***** Текст документа *****

И начинается дорога другая, где на плечах все твое нехитрое хозяйство, все довольно весомое оружие, дорога, по которой переть тебе пехом, спотыкаясь и скользя на обледенелом просторе, дорога, на которой и покурить-то как следует невозможно, а только таясь, в рукав, а потому и без вкуса… Дорога, где ни одного приветного огонька, ни одной живой деревеньки, ни одного какого жителя не встречается. Только торчат закопченные трубы да черные деревья с костлявыми обожженными ветвями на тех местах по большаку, где были деревни…»

Я решился привести эту столь пространную цитату потому, что она дает представление о том пристальном внимании, которое уделяет Кондратьев военному быту. Для него — и это тоже свойство эпического мировосприятия — бытие слито с бытом, разделить их нельзя, невозможно. В ржевской прозе перед читателем предстает война, как страшная беда, проникшая во все поры народной жизни, ставшая гнетущим невыносимым бытом миллионов людей на фронте и в тылу. Тыл тоже так или иначе постоянно возникает у Кондратьева. Война и в тылу легла на плечи людей непосильным грузом: тяжелой работой, слезами матерей, у которых дети на фронте, вдовьей долей солдаток. И что бы там ни говорили недобрым словом, отводя душу, иногда солдаты о о тыле и тыловиках — это скорее въевшийся, по инерции передающийся из поколения в поколение привычный штамп… На самом деле они прекрасно знают, что никто им так не сочувствует, никто их так не жалеет, как горемычные бабы и старухи, последним куском поделятся, на оккупированной территории будут прятать от фашистов и полицаев. И в глубине души они, солдаты, чувствуют свою вину перед теми, кого призваны защищать, — за то, что война пошла не так, как думалось, за то, что женскими руками приходится делать мужскую работу. И, быть может, солдат, которым так досталось в первые месяцы войны, больше их собственных бед и горестей жжет сознание того, что вот уже в армию, на войну уходят девушки, — значит на самом краю стоим, из последних сил отбиваемся, значит сами они с солдатским делом не управляются.

***** Исходные данные *****

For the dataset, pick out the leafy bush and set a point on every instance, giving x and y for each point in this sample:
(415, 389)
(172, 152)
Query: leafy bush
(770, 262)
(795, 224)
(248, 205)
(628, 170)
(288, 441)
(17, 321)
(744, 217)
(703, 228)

*****

[Задания]
- a) Чем, согласно тексту о прозе Кондратьева, стала война для миллионов людей на фронте и в тылу?
- b) Подхватите текст о прозе Кондратьева и допишите продолжение после его последнего предложения.

[Ответы по заданиям]
- a) Гнетущим невыносимым бытом.

- b)
Очень тяжкий период войны изображает Кондратьев. Мы еще только учимся воевать, дорого нам дается эта учеба. Постоянный — из повести в повесть, из рассказа в рассказ — мотив у Кондратьева: уметь воевать — это не только, зажав, преодолев страх, пойти под пули, не только не терять самообладания в минуты смертельной опасности. Это еще полдела — не трусить. Труднее научиться другому: думать в бою и над тем, чтобы потерь — они, конечно, неизбежны на войне — все-таки было поменьше, чтобы зря и свою голову не подставлять и людей не класть. На первых порах это не очень-то получалось, и в безуспешных боях стало даже кое-кому казаться, что храбрость — это презрение не к смерти, а к жизни. В рассказе «Овсянниковский овраг» молодой ротный, вчерашний студент, удивится, услышав от бойца, который много старше его: «…Некоторые цену жизни не понимают… Кто по глупости, кто по молодости… Уважать ее надо, жизнь-то… На войне особенно…» Удивится, но не забудет этих слов, будет их вспоминать. И как незаживающая рана некоторым героям Кондратьева будет не давать покоя воспоминание о том, что они не отдавая себе отчета, посылали людей на смерть, когда этого можно было избежать. Они и себя тогда не щадили, но теперь понимают, что это не оправдание.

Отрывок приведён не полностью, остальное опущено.